▶ TRY IT: Repeat each record exactly. Any picture gets left out.

▶ RECORDS SHOWN:
-=-=-

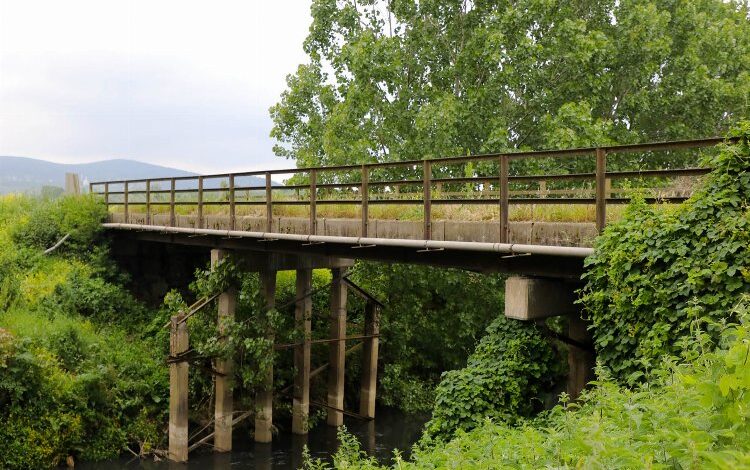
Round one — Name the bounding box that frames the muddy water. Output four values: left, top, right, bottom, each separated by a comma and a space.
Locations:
79, 407, 427, 469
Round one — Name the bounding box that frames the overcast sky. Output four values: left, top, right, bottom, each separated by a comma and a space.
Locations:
0, 0, 312, 173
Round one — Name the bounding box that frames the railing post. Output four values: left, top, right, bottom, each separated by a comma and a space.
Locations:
170, 178, 176, 227
229, 174, 236, 231
499, 155, 509, 243
146, 180, 151, 225
423, 160, 432, 240
309, 170, 317, 235
265, 172, 273, 233
124, 181, 129, 224
361, 165, 369, 238
197, 176, 204, 229
104, 182, 109, 209
596, 148, 607, 232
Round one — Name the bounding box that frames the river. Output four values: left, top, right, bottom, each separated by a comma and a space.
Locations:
78, 407, 427, 469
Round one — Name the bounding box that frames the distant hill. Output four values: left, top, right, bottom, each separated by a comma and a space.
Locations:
0, 156, 268, 194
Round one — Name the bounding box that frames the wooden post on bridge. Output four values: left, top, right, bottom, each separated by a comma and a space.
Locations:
255, 269, 277, 443
595, 148, 607, 232
423, 160, 432, 240
292, 269, 313, 434
212, 249, 236, 452
499, 155, 509, 243
327, 268, 348, 426
168, 313, 189, 462
359, 301, 380, 418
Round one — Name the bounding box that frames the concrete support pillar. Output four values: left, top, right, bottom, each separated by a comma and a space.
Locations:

-=-=-

▶ RESULT OF THE TASK:
Round one — Name the bounding box that frames the muddy water. Output four values: left, top, right, bottom, each separated by a comma and a space.
Locations:
79, 407, 427, 469
Round one — Name the bounding box that frames the overcast sky. Output four values: left, top, right, bottom, each separated by a comma and a space.
Locations:
0, 0, 312, 173
Round one — Name the bounding box that frames the railing post. Output four values: left, top, right, bottom, each separated by a comma and a space.
Locations:
170, 178, 176, 227
229, 174, 236, 231
499, 155, 509, 243
146, 180, 151, 225
423, 160, 432, 240
309, 170, 317, 235
265, 172, 273, 233
124, 181, 129, 224
361, 165, 369, 238
197, 176, 204, 229
104, 182, 109, 209
596, 148, 607, 232
Round one — Name the bounding box that frames the river. Output four values: left, top, right, bottom, each separated by a comma and a space.
Locations:
78, 407, 427, 469
Round one — Name the bounding box that frames the distant hill. Output four values: left, top, right, bottom, each separated by a comma and a space.
Locations:
0, 156, 268, 194
Round one — Name the bounding box that frames the wooden post on bridge. Output four values: left, top, right, bottom, each separated by a comma and a space.
Locations:
255, 269, 277, 443
595, 148, 607, 232
423, 160, 432, 240
292, 269, 313, 434
212, 249, 236, 452
499, 155, 509, 243
327, 268, 348, 426
168, 313, 189, 462
359, 301, 380, 418
Round one — Name the bounding box that frames the concrete support pillar. Output four values: left, top, right, bottom, each separated by a comma and a space.
Locations:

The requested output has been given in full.